TASK DETAILS — Among the entries below, one line contains "Pinpoint the scorpion carapace" and another contains "Pinpoint the brown scorpion". Transcribe those two lines and every line between them, exactly.

Referring expression grounding data:
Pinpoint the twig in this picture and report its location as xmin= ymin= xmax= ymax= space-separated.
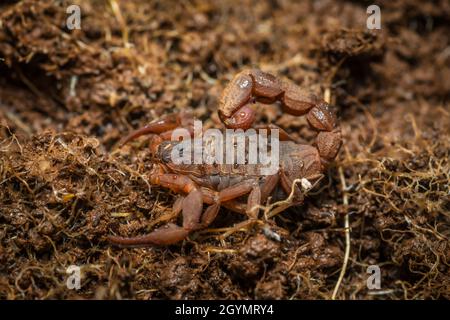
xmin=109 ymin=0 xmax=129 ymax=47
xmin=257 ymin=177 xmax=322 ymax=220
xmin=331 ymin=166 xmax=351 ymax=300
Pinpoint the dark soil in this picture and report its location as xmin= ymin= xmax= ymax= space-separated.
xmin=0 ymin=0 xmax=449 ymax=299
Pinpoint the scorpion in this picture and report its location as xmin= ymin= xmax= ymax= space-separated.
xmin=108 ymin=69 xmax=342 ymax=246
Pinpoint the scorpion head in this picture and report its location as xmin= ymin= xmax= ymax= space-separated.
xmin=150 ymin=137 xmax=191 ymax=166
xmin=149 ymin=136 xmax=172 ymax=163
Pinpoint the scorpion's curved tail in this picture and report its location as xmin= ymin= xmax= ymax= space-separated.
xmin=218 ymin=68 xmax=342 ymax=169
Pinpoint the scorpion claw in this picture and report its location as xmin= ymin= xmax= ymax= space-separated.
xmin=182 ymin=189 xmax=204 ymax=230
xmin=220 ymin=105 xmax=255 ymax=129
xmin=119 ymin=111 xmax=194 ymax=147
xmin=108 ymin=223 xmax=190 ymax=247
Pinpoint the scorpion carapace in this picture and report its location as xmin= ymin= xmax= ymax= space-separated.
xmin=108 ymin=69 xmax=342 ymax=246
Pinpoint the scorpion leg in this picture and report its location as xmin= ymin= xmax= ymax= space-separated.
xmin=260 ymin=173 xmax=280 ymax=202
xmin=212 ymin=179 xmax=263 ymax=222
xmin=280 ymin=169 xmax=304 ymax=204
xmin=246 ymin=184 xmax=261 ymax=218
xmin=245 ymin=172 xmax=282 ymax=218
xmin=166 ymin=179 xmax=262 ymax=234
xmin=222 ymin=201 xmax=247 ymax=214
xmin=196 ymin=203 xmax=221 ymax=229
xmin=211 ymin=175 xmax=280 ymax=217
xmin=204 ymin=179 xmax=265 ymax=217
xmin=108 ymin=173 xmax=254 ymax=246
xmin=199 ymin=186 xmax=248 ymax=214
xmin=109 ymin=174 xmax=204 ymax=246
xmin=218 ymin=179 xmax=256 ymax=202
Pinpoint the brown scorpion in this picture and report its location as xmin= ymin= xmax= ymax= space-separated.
...
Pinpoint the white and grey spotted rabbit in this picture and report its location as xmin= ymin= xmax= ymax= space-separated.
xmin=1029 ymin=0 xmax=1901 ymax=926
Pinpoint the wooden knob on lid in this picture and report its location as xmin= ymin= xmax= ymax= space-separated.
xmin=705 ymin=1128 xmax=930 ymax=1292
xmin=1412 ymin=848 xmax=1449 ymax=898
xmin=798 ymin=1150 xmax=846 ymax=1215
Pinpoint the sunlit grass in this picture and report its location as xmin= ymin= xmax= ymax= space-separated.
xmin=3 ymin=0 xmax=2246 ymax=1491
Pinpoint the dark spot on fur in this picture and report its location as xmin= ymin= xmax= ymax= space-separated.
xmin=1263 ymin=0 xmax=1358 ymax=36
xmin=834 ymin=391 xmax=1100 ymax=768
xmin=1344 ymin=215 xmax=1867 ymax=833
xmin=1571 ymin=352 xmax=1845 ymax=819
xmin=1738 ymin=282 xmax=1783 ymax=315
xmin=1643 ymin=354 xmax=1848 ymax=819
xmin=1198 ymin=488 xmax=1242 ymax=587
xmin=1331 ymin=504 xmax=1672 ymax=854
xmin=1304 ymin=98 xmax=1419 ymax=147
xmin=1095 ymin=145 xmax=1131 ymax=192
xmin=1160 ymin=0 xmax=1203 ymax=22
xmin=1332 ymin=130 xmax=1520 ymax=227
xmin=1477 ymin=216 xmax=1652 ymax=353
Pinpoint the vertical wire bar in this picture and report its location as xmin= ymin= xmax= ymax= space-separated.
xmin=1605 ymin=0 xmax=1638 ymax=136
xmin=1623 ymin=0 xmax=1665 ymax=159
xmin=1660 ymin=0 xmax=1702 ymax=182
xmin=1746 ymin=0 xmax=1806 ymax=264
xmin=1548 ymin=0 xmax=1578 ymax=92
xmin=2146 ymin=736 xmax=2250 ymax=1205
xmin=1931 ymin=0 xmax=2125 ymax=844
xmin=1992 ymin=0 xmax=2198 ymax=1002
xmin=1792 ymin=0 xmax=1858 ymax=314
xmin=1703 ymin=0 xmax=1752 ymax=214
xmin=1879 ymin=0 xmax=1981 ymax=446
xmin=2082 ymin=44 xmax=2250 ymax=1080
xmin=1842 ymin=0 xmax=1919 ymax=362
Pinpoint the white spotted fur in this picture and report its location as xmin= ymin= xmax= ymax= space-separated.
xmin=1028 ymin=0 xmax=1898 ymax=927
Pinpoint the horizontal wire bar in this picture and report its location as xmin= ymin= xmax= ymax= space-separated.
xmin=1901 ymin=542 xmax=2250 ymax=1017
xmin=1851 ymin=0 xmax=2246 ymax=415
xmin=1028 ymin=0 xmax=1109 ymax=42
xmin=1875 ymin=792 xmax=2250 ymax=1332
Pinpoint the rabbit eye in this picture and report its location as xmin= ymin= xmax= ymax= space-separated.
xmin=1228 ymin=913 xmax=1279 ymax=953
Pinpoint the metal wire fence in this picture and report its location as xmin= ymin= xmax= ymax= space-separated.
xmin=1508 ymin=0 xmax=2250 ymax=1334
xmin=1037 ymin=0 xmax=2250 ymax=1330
--
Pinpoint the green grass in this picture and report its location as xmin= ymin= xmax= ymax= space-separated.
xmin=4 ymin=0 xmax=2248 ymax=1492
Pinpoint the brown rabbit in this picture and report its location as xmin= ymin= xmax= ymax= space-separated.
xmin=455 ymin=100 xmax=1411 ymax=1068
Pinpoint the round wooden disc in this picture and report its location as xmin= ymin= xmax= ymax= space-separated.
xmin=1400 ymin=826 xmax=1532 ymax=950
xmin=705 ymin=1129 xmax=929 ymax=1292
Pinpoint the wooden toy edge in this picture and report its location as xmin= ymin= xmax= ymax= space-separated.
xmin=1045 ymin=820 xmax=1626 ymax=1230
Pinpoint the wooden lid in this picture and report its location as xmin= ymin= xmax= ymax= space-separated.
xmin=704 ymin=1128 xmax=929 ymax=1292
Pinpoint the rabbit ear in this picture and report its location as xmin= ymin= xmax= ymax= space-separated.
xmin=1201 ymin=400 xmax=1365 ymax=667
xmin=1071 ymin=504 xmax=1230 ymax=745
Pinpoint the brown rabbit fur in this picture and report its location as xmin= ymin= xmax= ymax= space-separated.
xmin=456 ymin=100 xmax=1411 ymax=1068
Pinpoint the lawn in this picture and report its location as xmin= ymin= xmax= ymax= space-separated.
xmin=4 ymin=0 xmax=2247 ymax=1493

RESPONSE FOR THIS EXERCISE —
Pinpoint the scorpion carapace in this picture and report its location as xmin= ymin= xmax= ymax= space-separated.
xmin=108 ymin=69 xmax=342 ymax=246
Pinpoint the scorpion leg in this picture and report its location as xmin= ymin= xmax= ymax= space-separated.
xmin=260 ymin=173 xmax=280 ymax=202
xmin=212 ymin=179 xmax=263 ymax=222
xmin=280 ymin=169 xmax=304 ymax=204
xmin=246 ymin=184 xmax=261 ymax=218
xmin=245 ymin=172 xmax=282 ymax=218
xmin=166 ymin=179 xmax=262 ymax=234
xmin=222 ymin=201 xmax=247 ymax=214
xmin=196 ymin=203 xmax=221 ymax=229
xmin=211 ymin=175 xmax=280 ymax=217
xmin=204 ymin=179 xmax=265 ymax=217
xmin=108 ymin=173 xmax=254 ymax=246
xmin=199 ymin=186 xmax=248 ymax=214
xmin=109 ymin=174 xmax=204 ymax=246
xmin=218 ymin=179 xmax=256 ymax=202
Pinpoint the brown scorpion in this picture and report its location as xmin= ymin= xmax= ymax= space-separated.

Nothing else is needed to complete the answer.